Copy out all the records exactly.

Dataset entries:
════════
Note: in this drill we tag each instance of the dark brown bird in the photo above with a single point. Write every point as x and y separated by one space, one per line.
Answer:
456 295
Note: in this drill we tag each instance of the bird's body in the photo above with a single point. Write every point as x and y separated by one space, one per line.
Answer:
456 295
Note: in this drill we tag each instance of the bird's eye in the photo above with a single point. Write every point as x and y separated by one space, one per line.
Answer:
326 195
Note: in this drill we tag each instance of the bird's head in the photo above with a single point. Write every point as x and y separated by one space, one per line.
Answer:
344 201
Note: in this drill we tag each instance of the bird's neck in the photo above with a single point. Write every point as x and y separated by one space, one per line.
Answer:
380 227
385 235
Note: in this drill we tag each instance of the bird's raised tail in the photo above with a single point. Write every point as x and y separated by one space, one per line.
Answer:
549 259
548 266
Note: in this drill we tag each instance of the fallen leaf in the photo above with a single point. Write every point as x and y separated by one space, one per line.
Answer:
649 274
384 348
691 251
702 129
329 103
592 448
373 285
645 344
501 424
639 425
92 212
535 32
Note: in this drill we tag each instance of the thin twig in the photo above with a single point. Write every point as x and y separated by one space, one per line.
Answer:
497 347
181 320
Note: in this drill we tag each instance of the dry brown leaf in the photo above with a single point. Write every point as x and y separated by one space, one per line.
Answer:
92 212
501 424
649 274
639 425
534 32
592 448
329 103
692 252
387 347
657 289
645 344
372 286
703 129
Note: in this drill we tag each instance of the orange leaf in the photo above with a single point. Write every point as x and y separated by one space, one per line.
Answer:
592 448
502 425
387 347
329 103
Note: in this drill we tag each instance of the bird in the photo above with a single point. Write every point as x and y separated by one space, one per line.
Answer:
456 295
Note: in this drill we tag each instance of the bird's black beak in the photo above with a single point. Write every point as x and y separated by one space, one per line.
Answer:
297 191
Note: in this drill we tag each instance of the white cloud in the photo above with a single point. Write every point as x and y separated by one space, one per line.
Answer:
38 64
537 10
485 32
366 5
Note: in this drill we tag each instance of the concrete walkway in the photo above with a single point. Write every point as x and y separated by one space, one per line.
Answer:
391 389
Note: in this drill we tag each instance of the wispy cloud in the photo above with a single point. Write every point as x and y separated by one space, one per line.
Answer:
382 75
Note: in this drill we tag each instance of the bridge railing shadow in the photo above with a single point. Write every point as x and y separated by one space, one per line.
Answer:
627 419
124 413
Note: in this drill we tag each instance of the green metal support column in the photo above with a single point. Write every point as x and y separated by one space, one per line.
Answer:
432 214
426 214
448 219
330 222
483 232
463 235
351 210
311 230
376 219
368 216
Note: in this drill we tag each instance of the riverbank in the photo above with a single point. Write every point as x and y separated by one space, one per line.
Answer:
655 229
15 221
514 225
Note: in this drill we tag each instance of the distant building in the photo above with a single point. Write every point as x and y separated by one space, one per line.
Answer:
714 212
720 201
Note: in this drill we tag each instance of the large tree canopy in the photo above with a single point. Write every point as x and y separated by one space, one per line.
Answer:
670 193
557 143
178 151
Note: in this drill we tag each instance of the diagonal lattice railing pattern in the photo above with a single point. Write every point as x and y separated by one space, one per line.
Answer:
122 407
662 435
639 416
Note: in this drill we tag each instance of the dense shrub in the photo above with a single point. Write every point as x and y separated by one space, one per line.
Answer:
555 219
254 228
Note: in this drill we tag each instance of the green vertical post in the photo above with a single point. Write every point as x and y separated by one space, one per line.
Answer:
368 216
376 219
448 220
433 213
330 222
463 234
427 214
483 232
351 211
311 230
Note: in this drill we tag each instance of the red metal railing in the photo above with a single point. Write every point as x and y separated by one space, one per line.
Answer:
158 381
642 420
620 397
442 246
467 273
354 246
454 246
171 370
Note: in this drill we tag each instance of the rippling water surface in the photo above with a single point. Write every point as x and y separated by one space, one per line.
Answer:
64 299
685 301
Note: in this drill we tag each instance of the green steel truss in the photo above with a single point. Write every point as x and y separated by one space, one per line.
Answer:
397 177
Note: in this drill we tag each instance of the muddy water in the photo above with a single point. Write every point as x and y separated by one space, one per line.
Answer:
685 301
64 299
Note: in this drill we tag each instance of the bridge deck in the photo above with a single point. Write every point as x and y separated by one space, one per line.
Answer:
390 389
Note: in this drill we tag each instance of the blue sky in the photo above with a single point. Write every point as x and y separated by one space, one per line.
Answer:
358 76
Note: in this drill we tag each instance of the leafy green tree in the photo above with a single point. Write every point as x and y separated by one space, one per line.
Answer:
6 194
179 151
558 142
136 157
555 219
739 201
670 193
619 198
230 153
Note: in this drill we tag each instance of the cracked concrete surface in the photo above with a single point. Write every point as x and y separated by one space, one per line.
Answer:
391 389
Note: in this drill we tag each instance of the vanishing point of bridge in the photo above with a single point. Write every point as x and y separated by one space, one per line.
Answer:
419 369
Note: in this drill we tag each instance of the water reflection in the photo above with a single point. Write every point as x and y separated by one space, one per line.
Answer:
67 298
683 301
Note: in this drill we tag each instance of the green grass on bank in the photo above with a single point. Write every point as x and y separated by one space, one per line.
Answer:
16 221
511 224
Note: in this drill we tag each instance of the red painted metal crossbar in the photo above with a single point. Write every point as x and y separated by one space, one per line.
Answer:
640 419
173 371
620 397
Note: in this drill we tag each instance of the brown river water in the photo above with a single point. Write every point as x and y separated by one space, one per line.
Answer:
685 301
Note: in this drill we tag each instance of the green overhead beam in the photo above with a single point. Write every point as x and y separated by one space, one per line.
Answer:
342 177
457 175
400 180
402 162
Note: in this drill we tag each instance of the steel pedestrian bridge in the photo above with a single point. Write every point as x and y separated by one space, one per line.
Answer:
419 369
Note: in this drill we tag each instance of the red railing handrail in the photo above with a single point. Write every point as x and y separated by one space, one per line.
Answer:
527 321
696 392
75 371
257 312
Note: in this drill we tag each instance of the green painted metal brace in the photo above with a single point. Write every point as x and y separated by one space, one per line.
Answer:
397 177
════════
### Full answer:
Note: in this drill we tag each instance of the dark brown bird in the photo above with a single point. Write every point as x and y separated by one space, one per line.
Answer:
456 295
Note: in this drill we tag each instance of the bird's body in the photo above with a single point. Write every point as x and y separated by one space, one per line.
Answer:
456 295
Note: in this drill we tag each instance of the bird's eye in the photo above with a single point. Write every point as x and y separated by one space, one per line.
Answer:
326 195
Note: in this drill we tag each instance of the bird's head in the photo above with a single point. Write every point as x and y separated by one space, one per line.
Answer:
344 201
Note: in this drill we tag each instance of the bird's neck in the photo above with a single point. Write every point as x and y separated by one space, one per line.
Answer:
380 227
385 235
Note: in this drill we tag each instance of the bird's raised tail in the photo above with a single point. Write every point as x and y separated by one space, one per line.
Answer:
549 259
548 266
Note: in this drill we tag each instance of the fallen leaf in the photo above with a single point. Write every point as x and y separated by one space, one per line.
Answer:
649 274
384 348
691 251
702 129
329 103
592 448
373 285
645 344
501 424
639 425
92 212
535 32
Note: in this drill we tag each instance of the thin twig in the photo above with a single point. Write every point as x and y separated by one space, one per line.
Answer:
497 347
181 320
Note: in this drill we tag each instance of the dry brown leaf in the photo above with a single point. Write every point as x and y separated by one space, one per line.
Answer:
92 212
501 424
649 274
639 425
534 32
592 448
329 103
692 252
387 347
657 289
645 344
372 286
703 129
Note: in this drill we tag each instance of the orange leaf in the photo above with a single point. Write every point as x and y separated by one space, one per line.
Answer:
592 448
502 425
387 347
329 103
Note: in this drill we tag each instance of the bird in the photo above with a single point. Write every point as x and y separated by one space, one per line.
Answer:
456 295
Note: in this drill we tag each instance of the bird's black beak in the photo above with a single point. Write every point as x and y separated by one space, one per line.
Answer:
297 191
Note: in this drill we tag each instance of the white cloud in the photo above with a single point. Write every point as x and y separated by one space, one per line.
Answer:
38 64
537 10
485 32
366 5
Note: in this drill we tag each instance of the concrete walkway in the photo above with a single point. Write every point as x and y separated by one space, one per line.
Answer:
391 389
Note: in this drill we tag each instance of the wispy cloud in the photo above with a single point. Write every point as x and y separated by one space, one per line.
Answer:
382 75
Note: in this drill we tag each instance of the bridge railing shadow in the photo above with a single point. Write every point as x and y separated by one space, one per line.
Answer:
627 419
124 413
Note: in this drill we tag each instance of the green metal support column in the photo above with a single point. Write every point as x and y separated by one space, one per line.
Answer:
432 214
426 214
448 219
330 222
483 232
463 235
351 210
311 230
376 219
368 216
Note: in this drill we tag each instance of the riverbank in the photo above with a single point. Write every point as x and y separated by one space, one per line.
Answer:
655 229
15 221
514 225
Note: in this drill we tag each instance of the distant building in the photo above with a single point. Write every point as x and y separated by one space, one per line.
Answer:
714 212
720 201
Note: in this drill we tag each instance of the large tree canopy in the photo above with a single point. Write every point as x and y separated by one space, one per line.
Answer:
670 193
557 143
178 151
Note: in this drill we tag each instance of the diagonal lattice railing pattern in the photo above with a single point. Write every point as x and y separated by one space, one per line.
Answer:
122 407
662 435
639 416
Note: in this drill we tag each instance of the dense shrub in the photo above with a single point. Write every point as x and y separated by one space, one per line.
Answer:
555 219
254 228
Note: in this drill we tag each instance of the green vertical post in the photo above with a single point. Write every point as x and y separated by one space, one per line.
Answer:
368 216
376 219
448 220
433 213
330 222
463 234
427 214
483 232
351 211
311 230
Note: in this drill we tag each instance of the red metal railing in the photo above with a single point. Write every point as x and y separated by one space, one per line.
Answer:
158 381
642 420
620 397
442 246
467 273
354 246
454 246
171 370
Note: in this drill we tag each instance of the rippling water surface in the photo above with a single point. Write every point as x and y separated by one space, one per line.
Answer:
64 299
685 301
Note: in this drill we tag each instance of the green steel truss in the photo above with a single point. Write every point as x and y separated by one space, one per line.
Answer:
397 177
Note: in this drill we tag each instance of the muddy water in the photo above with a single point. Write every point as x and y separated by one space, one per line.
Answer:
685 301
64 299
Note: in this drill we tag each instance of the bridge deck in the photo above with a single point. Write every point as x and y separated by one space, one per line.
Answer:
390 389
Note: in this drill we tag each instance of the blue sky in the photo above with a single point. Write every point as x and y separated by one space, one per line.
Answer:
358 76
Note: in this drill we tag each instance of the leafy green tree in the photo above with a single point. Write every point as x and y separated by one space, one per line.
Answer:
6 194
179 151
558 142
136 157
555 219
739 201
670 193
619 198
230 153
Note: in this drill we tag each instance of the cracked concrete surface in the photo above with a single point. Write every point as x and y separated by one space, one per line.
Answer:
391 389
Note: in this drill we tag each instance of the vanishing point of bridge in the photo above with a single point. Write every point as x and y separated by one space, one per line.
Answer:
419 369
Note: in this drill we tag each instance of the water reflection in the photo above with a single point. Write every point as x and y separated by one space, one per line.
Answer:
67 298
683 301
Note: in this drill we tag each instance of the green grass on bank in the photo above with a single point. Write every point as x and y separated by one space, one per line.
Answer:
16 221
511 224
Note: in this drill we tag each instance of the red painted metal crossbar in the photo above with a single point. Write every point as x and y separated by one space, one per line.
Answer:
640 419
173 371
620 397
Note: in this drill we tag each instance of the brown river water in the photo above with a single point. Write every point as x and y separated by one space, one per line.
Answer:
685 301
Note: in this drill we tag each instance of the green overhead beam in the photo above with a single point. Write every point as x and y separated by one space, one per line.
Answer:
342 177
457 175
400 180
402 162
Note: in this drill we tag each instance of the steel pedestrian bridge in the photo above with a single point. Write every point as x and y separated by one space, one per line.
Answer:
419 369
Note: in this drill we tag each instance of the red railing handrail in the photo above with a single point. Write every point as x and y separated by one space, one per line.
Answer:
527 321
696 392
75 371
257 312
Note: in this drill we tag each instance of the green painted metal brace in the photo above with a single point. Write every point as x and y separated by one space, one per line.
Answer:
397 177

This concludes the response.